▶ **What to produce**
Copy the lines again, requests included, starting at the very first line and ending at the line that contains "45, 1, 74, 56". Offset each bounding box coordinate in the answers by adding 70 to it.

Lines from a dataset:
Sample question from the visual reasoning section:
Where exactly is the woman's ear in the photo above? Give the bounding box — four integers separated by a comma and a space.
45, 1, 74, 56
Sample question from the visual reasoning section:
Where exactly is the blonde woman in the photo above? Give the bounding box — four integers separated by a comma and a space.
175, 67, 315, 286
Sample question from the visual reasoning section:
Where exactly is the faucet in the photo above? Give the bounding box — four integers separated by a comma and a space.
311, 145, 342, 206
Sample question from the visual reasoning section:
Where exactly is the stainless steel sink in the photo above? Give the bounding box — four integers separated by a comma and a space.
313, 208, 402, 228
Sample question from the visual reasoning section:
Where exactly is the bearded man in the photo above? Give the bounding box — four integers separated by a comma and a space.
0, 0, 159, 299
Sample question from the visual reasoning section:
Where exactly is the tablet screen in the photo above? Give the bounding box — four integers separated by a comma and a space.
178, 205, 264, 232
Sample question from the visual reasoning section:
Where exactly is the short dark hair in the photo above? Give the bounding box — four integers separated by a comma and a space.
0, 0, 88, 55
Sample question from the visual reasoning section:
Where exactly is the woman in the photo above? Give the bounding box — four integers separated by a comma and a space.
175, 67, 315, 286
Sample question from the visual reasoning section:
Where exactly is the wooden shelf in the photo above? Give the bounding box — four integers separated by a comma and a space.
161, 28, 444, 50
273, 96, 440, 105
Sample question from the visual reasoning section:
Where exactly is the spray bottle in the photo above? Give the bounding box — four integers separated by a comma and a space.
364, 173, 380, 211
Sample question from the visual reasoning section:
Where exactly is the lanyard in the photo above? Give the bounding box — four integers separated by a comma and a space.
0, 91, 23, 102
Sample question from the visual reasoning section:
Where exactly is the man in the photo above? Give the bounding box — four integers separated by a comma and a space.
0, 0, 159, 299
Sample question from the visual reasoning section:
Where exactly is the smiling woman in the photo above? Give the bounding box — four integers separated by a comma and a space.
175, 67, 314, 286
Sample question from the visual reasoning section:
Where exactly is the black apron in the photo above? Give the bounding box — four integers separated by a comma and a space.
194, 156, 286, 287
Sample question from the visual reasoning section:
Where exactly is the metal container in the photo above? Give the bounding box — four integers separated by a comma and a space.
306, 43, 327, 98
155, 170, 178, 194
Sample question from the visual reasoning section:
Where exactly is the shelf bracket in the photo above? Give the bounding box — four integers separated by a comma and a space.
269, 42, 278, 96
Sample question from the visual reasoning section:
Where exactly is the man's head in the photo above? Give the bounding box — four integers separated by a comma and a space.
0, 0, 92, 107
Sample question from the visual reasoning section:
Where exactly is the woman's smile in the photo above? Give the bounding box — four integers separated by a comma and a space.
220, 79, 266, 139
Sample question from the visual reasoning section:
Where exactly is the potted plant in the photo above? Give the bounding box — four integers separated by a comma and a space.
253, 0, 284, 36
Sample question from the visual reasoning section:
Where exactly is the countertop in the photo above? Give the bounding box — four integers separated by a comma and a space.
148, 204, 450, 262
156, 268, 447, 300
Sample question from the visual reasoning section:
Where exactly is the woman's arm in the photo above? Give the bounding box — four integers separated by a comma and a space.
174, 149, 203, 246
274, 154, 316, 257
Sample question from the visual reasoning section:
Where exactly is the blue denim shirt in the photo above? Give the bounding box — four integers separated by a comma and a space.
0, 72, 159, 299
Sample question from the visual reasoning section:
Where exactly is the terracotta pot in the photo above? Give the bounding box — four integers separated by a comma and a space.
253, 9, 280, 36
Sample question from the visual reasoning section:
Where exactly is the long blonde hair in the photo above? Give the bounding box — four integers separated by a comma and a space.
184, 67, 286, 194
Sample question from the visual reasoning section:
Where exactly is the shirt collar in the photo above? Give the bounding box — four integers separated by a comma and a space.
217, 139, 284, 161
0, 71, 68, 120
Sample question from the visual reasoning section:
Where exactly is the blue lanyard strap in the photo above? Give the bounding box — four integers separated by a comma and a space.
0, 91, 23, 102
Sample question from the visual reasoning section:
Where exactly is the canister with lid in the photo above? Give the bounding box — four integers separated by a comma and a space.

▶ **Reply to the exercise**
Sample question from the visual reasoning section:
Where exactly is the woman's ear in the photo above? Give the bounding box — four integers separated by a comma and a space.
115, 71, 144, 126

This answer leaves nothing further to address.